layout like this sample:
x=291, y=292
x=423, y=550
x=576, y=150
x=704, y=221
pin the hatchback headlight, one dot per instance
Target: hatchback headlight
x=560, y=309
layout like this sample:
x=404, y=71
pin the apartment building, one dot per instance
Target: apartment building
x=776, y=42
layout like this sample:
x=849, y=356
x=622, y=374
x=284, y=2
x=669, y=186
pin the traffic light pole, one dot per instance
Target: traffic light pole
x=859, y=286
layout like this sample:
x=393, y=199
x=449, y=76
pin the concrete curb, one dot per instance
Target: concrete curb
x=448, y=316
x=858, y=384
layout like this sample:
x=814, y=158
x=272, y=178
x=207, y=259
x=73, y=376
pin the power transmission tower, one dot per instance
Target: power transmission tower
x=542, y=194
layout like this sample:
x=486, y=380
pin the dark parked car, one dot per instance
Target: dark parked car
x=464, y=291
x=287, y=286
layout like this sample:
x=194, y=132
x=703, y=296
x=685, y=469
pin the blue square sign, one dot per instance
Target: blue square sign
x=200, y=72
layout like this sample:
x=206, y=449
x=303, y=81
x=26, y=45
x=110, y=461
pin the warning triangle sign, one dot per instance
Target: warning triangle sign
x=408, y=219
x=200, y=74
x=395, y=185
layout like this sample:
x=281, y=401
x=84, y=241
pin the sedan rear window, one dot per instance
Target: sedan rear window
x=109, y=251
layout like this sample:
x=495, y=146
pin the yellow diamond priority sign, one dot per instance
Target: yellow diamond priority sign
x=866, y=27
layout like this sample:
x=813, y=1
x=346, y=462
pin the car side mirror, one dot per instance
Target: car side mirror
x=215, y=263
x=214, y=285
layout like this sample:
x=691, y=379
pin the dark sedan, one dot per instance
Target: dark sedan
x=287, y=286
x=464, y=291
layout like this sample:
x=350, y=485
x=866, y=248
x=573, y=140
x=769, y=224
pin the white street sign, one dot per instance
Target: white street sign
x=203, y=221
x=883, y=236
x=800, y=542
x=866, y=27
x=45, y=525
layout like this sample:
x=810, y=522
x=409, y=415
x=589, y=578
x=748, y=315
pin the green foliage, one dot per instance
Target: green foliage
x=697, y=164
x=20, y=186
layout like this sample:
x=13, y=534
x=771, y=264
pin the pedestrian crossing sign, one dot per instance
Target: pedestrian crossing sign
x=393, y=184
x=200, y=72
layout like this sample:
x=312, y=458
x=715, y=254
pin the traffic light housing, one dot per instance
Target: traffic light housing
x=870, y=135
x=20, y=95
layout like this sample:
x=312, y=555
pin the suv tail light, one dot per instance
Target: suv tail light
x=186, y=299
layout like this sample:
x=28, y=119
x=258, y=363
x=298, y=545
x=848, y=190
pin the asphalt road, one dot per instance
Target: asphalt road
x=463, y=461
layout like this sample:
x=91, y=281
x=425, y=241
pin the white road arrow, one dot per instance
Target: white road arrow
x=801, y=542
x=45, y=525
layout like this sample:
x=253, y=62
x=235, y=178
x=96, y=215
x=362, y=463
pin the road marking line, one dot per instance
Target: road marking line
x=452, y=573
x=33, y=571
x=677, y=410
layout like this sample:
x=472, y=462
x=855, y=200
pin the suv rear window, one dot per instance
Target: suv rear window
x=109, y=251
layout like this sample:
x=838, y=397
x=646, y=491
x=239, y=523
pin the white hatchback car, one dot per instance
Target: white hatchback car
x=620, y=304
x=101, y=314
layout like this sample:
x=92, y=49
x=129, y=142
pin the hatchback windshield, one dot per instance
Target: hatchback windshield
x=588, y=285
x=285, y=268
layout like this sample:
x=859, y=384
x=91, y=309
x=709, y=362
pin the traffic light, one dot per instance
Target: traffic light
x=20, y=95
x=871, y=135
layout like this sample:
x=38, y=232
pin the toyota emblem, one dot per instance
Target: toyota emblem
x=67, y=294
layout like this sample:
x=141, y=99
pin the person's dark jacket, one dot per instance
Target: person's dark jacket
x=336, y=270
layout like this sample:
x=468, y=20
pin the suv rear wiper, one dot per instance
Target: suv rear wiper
══════════
WORK ORDER: The listing above holds a line with "pin the power" and a line with "pin the pedestrian". Print the stretch from the first through the second, exactly and alone.

RESPONSE AREA:
pin the power transmission tower, one dot per instance
Target: power transmission tower
x=542, y=194
layout like this sample:
x=486, y=380
pin the dark parked car, one dot per instance
Target: dark parked car
x=464, y=291
x=287, y=286
layout like this sample:
x=194, y=132
x=703, y=296
x=685, y=469
pin the blue square sign, one dot per instance
Target: blue square sign
x=200, y=72
layout like this sample:
x=206, y=449
x=303, y=81
x=26, y=45
x=110, y=461
pin the warning triangle sign, one dot per instance
Target: warning triangle sign
x=408, y=219
x=200, y=74
x=395, y=185
layout like this sample:
x=281, y=401
x=84, y=241
pin the sedan rear window, one dot per instance
Target: sedan rear window
x=109, y=251
layout like this sample:
x=495, y=146
pin the yellow diamond priority sign, one dot per instance
Target: yellow diamond priority sign
x=866, y=27
layout like this sample:
x=813, y=1
x=346, y=462
pin the car side mirror, one dot per instance
Target: car side mirror
x=215, y=263
x=214, y=285
layout like this sample:
x=691, y=379
pin the dark sedan, one dot per instance
Target: dark sedan
x=287, y=286
x=464, y=291
layout like this sample:
x=350, y=485
x=866, y=248
x=573, y=140
x=769, y=224
pin the white street sign, one dot per instance
Target: white street sign
x=203, y=221
x=883, y=236
x=800, y=542
x=866, y=27
x=45, y=525
layout like this sample:
x=810, y=522
x=409, y=415
x=589, y=578
x=748, y=315
pin the green foliage, one dot per instance
Target: green foliage
x=697, y=164
x=20, y=186
layout like this sample:
x=13, y=534
x=771, y=264
pin the pedestrian crossing sign, one dot per instance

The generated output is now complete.